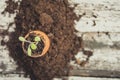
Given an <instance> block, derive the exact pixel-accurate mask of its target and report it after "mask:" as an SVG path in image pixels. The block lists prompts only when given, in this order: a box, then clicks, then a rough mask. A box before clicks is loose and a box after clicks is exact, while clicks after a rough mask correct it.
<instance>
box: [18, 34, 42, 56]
mask: <svg viewBox="0 0 120 80" xmlns="http://www.w3.org/2000/svg"><path fill="white" fill-rule="evenodd" d="M19 40H20V41H21V42H26V43H29V45H28V48H27V53H28V55H29V56H31V55H32V50H36V49H37V44H38V43H39V42H40V41H41V38H40V37H39V36H36V37H34V41H33V42H32V41H28V40H26V39H25V38H24V37H22V36H20V37H19Z"/></svg>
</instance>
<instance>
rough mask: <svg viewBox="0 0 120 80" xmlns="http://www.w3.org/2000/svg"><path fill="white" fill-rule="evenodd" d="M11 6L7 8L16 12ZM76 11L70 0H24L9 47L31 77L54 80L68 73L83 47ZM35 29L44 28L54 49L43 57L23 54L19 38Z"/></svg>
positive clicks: (19, 62) (50, 45)
mask: <svg viewBox="0 0 120 80" xmlns="http://www.w3.org/2000/svg"><path fill="white" fill-rule="evenodd" d="M11 1H12V0H10V1H8V2H7V4H8V5H10V6H11V5H14V4H9V3H11ZM12 7H15V6H12ZM7 8H8V9H6V10H7V11H10V12H14V11H12V9H11V7H9V6H8V7H7ZM14 9H16V8H13V10H14ZM73 10H74V8H70V7H69V4H68V1H67V0H22V2H21V4H20V7H19V12H18V13H17V16H16V17H15V24H16V28H15V32H13V33H11V34H10V40H9V42H8V43H7V46H8V48H9V50H10V56H12V57H13V58H14V60H15V61H16V62H17V63H18V65H19V66H20V67H22V68H23V69H24V71H25V72H26V73H27V74H29V75H30V77H31V80H52V78H54V77H61V76H67V75H68V73H69V69H70V66H69V62H70V60H72V59H74V55H75V54H77V52H78V51H79V49H80V47H81V38H79V37H77V36H76V35H75V32H76V30H75V29H74V20H77V19H78V18H77V16H76V15H75V13H74V12H73ZM31 30H41V31H43V32H45V33H46V34H47V35H48V36H49V38H50V41H51V45H50V49H49V51H48V53H47V54H46V55H45V56H43V57H40V58H30V57H28V56H26V55H25V54H23V50H22V47H21V42H20V41H19V40H18V37H19V36H24V35H25V34H27V33H28V32H29V31H31Z"/></svg>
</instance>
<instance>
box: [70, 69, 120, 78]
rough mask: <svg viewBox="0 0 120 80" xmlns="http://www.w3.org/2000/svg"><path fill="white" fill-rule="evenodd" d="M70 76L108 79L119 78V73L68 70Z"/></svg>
mask: <svg viewBox="0 0 120 80" xmlns="http://www.w3.org/2000/svg"><path fill="white" fill-rule="evenodd" d="M69 75H70V76H83V77H102V78H103V77H105V78H107V77H109V78H120V71H107V70H84V69H81V70H77V69H76V70H75V69H74V70H70V73H69Z"/></svg>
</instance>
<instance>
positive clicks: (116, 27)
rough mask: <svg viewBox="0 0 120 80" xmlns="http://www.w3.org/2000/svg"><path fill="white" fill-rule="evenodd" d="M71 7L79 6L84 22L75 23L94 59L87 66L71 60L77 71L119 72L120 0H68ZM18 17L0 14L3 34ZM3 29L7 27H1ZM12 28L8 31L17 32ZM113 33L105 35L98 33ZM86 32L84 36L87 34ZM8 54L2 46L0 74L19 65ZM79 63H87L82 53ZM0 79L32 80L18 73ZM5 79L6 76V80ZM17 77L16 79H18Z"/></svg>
mask: <svg viewBox="0 0 120 80" xmlns="http://www.w3.org/2000/svg"><path fill="white" fill-rule="evenodd" d="M5 1H6V0H2V1H0V13H1V12H2V11H3V10H4V8H5V7H6V4H5ZM69 2H70V3H71V6H73V5H72V4H78V6H77V7H76V8H75V13H76V14H77V15H78V16H79V15H82V17H81V19H80V20H79V21H78V22H77V21H75V23H76V24H75V28H76V29H77V30H78V31H80V32H81V33H78V35H79V36H81V35H82V38H83V42H84V46H83V47H84V48H85V49H86V50H91V51H93V56H91V57H90V60H89V63H87V64H86V65H85V66H84V67H81V66H80V65H78V64H76V63H75V62H74V61H71V63H70V64H71V65H72V66H73V67H74V68H75V69H89V70H91V69H93V70H115V71H120V70H119V67H120V33H119V32H120V0H69ZM15 16H16V14H11V16H10V17H9V14H8V13H7V14H6V15H1V14H0V31H2V30H6V29H7V28H8V25H9V23H10V22H14V17H15ZM2 26H4V27H2ZM14 28H15V25H13V26H12V27H11V28H10V29H9V32H12V31H14ZM98 31H99V32H110V33H109V35H106V34H105V33H99V34H98V33H96V32H98ZM84 32H85V33H84ZM2 39H4V40H5V41H7V40H8V39H9V37H8V36H4V38H3V37H0V42H1V40H2ZM8 54H9V52H8V49H7V47H6V46H1V44H0V72H9V71H15V70H16V68H17V65H16V63H15V61H14V60H13V59H12V58H11V57H9V55H8ZM75 57H76V59H79V61H84V60H86V58H87V56H85V55H83V53H82V52H79V53H78V54H77V55H76V56H75ZM1 76H2V77H0V80H29V78H23V76H22V77H19V74H15V75H14V76H13V75H11V74H8V75H6V76H5V75H1ZM3 76H4V77H3ZM15 76H16V77H15ZM69 80H120V79H113V78H96V77H94V78H93V77H69Z"/></svg>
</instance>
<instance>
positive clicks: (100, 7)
mask: <svg viewBox="0 0 120 80" xmlns="http://www.w3.org/2000/svg"><path fill="white" fill-rule="evenodd" d="M70 2H71V4H78V6H77V7H76V8H75V13H76V14H77V15H81V16H82V17H81V19H80V20H79V21H78V22H77V21H76V25H75V28H76V29H77V30H79V31H80V32H97V31H99V32H120V0H99V1H96V0H70Z"/></svg>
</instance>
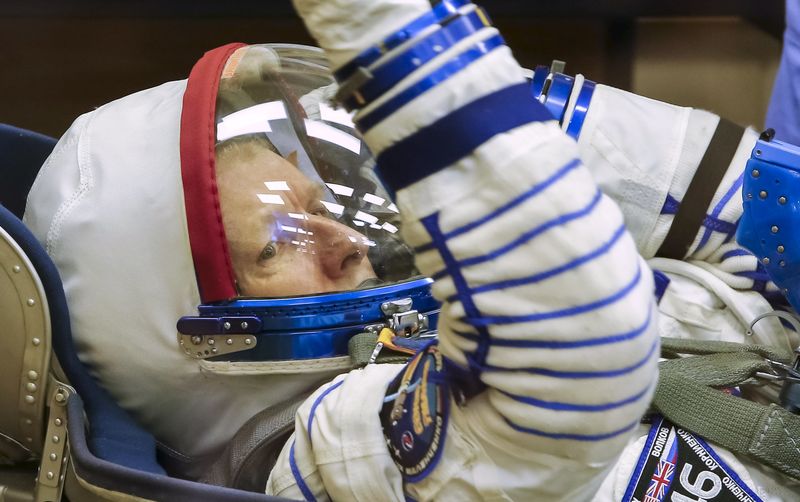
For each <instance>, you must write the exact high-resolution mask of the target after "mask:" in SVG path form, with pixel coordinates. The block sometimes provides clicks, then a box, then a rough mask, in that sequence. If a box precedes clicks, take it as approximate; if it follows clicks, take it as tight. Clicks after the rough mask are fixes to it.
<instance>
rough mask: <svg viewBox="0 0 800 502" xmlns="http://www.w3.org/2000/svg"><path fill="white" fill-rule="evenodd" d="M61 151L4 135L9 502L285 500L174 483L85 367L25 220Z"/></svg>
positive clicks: (3, 142) (9, 134)
mask: <svg viewBox="0 0 800 502" xmlns="http://www.w3.org/2000/svg"><path fill="white" fill-rule="evenodd" d="M31 145H33V147H32V146H31ZM54 145H55V140H53V139H52V138H48V137H46V136H42V135H38V134H35V133H30V132H29V131H24V130H20V129H17V128H12V127H9V126H0V152H2V153H3V155H2V156H0V158H4V159H6V160H7V161H8V160H9V159H10V160H11V162H9V163H6V164H5V165H2V166H0V170H2V172H3V177H4V179H6V180H9V182H8V183H4V184H3V188H2V191H1V192H0V203H1V204H2V205H0V325H2V326H3V330H2V331H0V354H2V364H0V501H3V502H18V501H19V502H21V501H34V500H35V501H55V500H60V499H61V497H62V495H65V496H66V498H68V499H69V500H73V501H84V500H131V497H133V498H134V499H136V500H169V501H180V500H187V501H189V500H192V501H203V500H208V501H212V500H213V501H261V502H265V501H275V500H279V499H276V498H274V497H268V496H266V495H263V494H259V493H253V492H247V491H242V490H235V489H229V488H223V487H219V486H212V485H207V484H202V483H197V482H192V481H188V480H184V479H178V478H175V477H170V476H169V475H167V473H166V471H165V470H164V468H162V466H161V465H159V463H158V461H157V448H156V442H155V439H154V438H153V436H152V435H151V434H150V433H148V432H147V431H145V430H143V429H142V428H141V427H140V426H138V425H137V424H136V423H135V422H134V421H133V420H132V419H131V418H130V417H129V416H128V414H127V413H126V412H124V411H123V410H122V409H121V408H120V407H119V406H117V404H116V403H115V402H114V401H113V399H111V397H110V396H109V395H108V394H107V393H106V392H105V390H103V389H102V388H101V387H100V386H99V385H98V384H97V382H96V381H95V380H94V379H93V378H92V377H91V376H90V375H89V373H88V371H87V369H86V368H85V367H84V365H83V364H82V363H81V362H80V360H79V359H78V357H77V355H76V352H75V347H74V345H73V340H72V333H71V330H70V321H69V311H68V308H67V302H66V298H65V296H64V291H63V287H62V283H61V279H60V277H59V274H58V271H57V270H56V268H55V266H54V265H53V263H52V261H51V260H50V258H49V257H48V256H47V254H46V253H45V251H44V249H43V248H42V246H41V245H40V244H39V242H38V241H37V240H36V238H35V237H34V236H33V235H32V234H31V232H30V231H29V230H28V229H27V228H26V227H25V225H24V224H23V223H22V221H21V220H20V217H21V213H22V210H23V209H24V201H25V198H26V197H25V194H27V191H28V189H29V188H30V185H31V183H32V182H33V179H34V178H35V176H36V173H37V172H38V170H39V167H40V166H41V164H42V162H43V161H44V159H45V158H46V156H47V155H48V154H49V153H50V151H51V150H52V148H53V146H54ZM10 150H16V151H17V152H19V151H25V155H23V156H20V155H16V154H14V153H13V152H11V151H10ZM12 172H13V173H14V174H13V175H12V174H8V173H12ZM21 194H22V195H21ZM20 201H21V205H20ZM6 204H8V206H10V207H11V208H13V209H14V211H13V212H12V211H11V210H9V208H6V207H4V206H5V205H6Z"/></svg>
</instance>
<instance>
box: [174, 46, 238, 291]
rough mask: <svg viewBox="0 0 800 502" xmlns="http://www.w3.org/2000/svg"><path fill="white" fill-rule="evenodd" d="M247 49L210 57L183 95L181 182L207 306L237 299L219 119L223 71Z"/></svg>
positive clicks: (230, 50)
mask: <svg viewBox="0 0 800 502" xmlns="http://www.w3.org/2000/svg"><path fill="white" fill-rule="evenodd" d="M245 45H246V44H238V43H237V44H228V45H224V46H222V47H219V48H217V49H213V50H211V51H208V52H206V53H205V54H204V55H203V57H202V58H201V59H200V60H199V61H198V62H197V63H196V64H195V65H194V68H192V72H191V74H190V75H189V80H188V82H187V84H186V92H185V93H184V95H183V110H182V112H181V177H182V178H183V197H184V203H185V205H186V223H187V226H188V230H189V245H190V247H191V250H192V259H193V260H194V269H195V274H196V276H197V285H198V287H199V289H200V299H201V300H202V301H203V303H208V302H214V301H220V300H228V299H230V298H233V297H235V296H237V294H236V286H235V278H234V275H233V266H232V265H231V257H230V253H229V251H228V241H227V239H226V238H225V227H224V226H223V223H222V211H221V209H220V204H219V192H218V190H217V178H216V170H215V153H214V146H215V143H216V124H215V122H214V120H215V113H216V105H217V91H218V88H219V81H220V76H221V75H222V69H223V67H224V66H225V63H226V62H227V61H228V58H229V57H230V56H231V54H233V52H234V51H236V49H239V48H240V47H244V46H245Z"/></svg>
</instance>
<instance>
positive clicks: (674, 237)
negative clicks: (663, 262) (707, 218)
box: [656, 117, 744, 260]
mask: <svg viewBox="0 0 800 502" xmlns="http://www.w3.org/2000/svg"><path fill="white" fill-rule="evenodd" d="M743 134H744V128H742V127H740V126H738V125H736V124H734V123H733V122H731V121H729V120H725V119H723V118H722V117H720V119H719V125H717V130H716V131H714V136H713V137H712V138H711V143H709V145H708V148H707V149H706V153H705V154H704V155H703V159H702V160H701V161H700V164H699V165H698V166H697V171H695V173H694V177H693V178H692V181H691V183H689V188H687V189H686V194H685V195H684V196H683V200H682V201H681V204H680V206H679V207H678V213H677V214H676V215H675V218H674V219H673V220H672V226H670V228H669V232H667V236H666V237H665V238H664V242H662V243H661V247H660V248H659V249H658V252H656V256H660V257H663V258H674V259H676V260H682V259H683V258H685V257H686V254H687V253H688V252H689V246H691V245H692V242H694V238H695V236H696V235H697V232H698V230H699V229H700V226H701V225H702V224H703V220H704V219H705V217H706V210H707V209H708V206H709V205H710V204H711V199H713V198H714V193H715V192H716V190H717V187H719V184H720V182H722V177H723V176H725V172H726V171H727V170H728V166H730V164H731V159H733V156H734V154H736V149H737V148H739V143H740V142H741V140H742V135H743Z"/></svg>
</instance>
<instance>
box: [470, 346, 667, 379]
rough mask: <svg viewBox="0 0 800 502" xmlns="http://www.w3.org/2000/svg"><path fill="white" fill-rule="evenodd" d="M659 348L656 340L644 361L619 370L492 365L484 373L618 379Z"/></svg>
mask: <svg viewBox="0 0 800 502" xmlns="http://www.w3.org/2000/svg"><path fill="white" fill-rule="evenodd" d="M658 347H659V341H658V340H655V341H654V342H653V344H652V345H651V346H650V350H648V351H647V355H646V356H644V357H643V358H642V359H640V360H638V361H636V362H635V363H633V364H631V365H630V366H625V367H623V368H618V369H615V370H607V371H560V370H551V369H547V368H507V367H505V366H493V365H490V364H487V365H484V366H483V368H482V369H483V371H486V372H492V373H514V372H519V373H529V374H531V375H541V376H548V377H553V378H571V379H575V380H583V379H586V378H592V379H597V378H616V377H619V376H624V375H628V374H630V373H633V372H634V371H636V370H638V369H639V368H641V367H642V366H644V365H645V364H647V362H648V361H650V359H651V358H652V357H653V355H654V354H655V352H656V349H658Z"/></svg>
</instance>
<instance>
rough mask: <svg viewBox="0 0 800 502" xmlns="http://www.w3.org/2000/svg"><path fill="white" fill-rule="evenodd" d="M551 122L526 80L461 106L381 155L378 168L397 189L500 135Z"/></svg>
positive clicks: (445, 166) (424, 176) (549, 115)
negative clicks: (534, 99) (457, 108)
mask: <svg viewBox="0 0 800 502" xmlns="http://www.w3.org/2000/svg"><path fill="white" fill-rule="evenodd" d="M487 117H491V120H487ZM552 120H553V117H552V116H551V115H550V112H548V111H547V109H546V108H545V107H544V106H543V105H542V104H541V103H539V102H537V101H532V100H531V99H530V98H529V96H528V85H527V84H524V83H523V84H515V85H511V86H508V87H505V88H503V89H500V90H499V91H495V92H493V93H490V94H488V95H486V96H482V97H480V98H478V99H476V100H475V101H472V102H471V103H468V104H466V105H464V106H462V107H461V108H459V109H457V110H455V111H453V112H452V113H450V114H449V115H446V116H445V117H442V118H441V119H439V120H437V121H435V122H434V123H432V124H430V125H428V126H426V127H423V128H421V129H419V130H418V131H416V132H415V133H414V134H411V135H410V136H408V137H406V138H404V139H402V140H400V141H398V142H397V143H395V144H393V145H392V146H390V147H388V148H386V149H385V150H384V151H382V152H381V153H380V154H379V155H378V158H377V165H378V170H379V171H380V173H381V179H382V180H383V181H384V182H386V183H387V184H388V185H389V186H390V188H391V189H392V190H394V191H395V192H397V191H399V190H401V189H403V188H405V187H407V186H409V185H412V184H414V183H416V182H418V181H420V180H422V179H424V178H425V177H427V176H429V175H431V174H434V173H436V172H438V171H441V170H442V169H444V168H445V167H449V166H451V165H453V164H455V163H456V162H458V161H459V160H461V159H463V158H464V157H466V156H468V155H469V154H470V153H472V152H473V151H475V149H476V148H478V147H479V146H481V145H483V144H484V143H486V142H487V141H489V140H490V139H492V138H493V137H495V136H497V135H498V134H502V133H505V132H509V131H511V130H514V129H516V128H518V127H521V126H524V125H526V124H530V123H533V122H549V121H552ZM455 138H458V140H457V141H456V140H455ZM420 152H425V154H424V155H420Z"/></svg>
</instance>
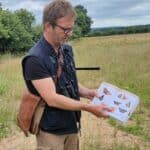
★ ★ ★ ★ ★ ★ ★
_Activity_
Count the lines above that contain the string "exact", treating uppercase and lowercase as different. Give only the number.

_Solution_
2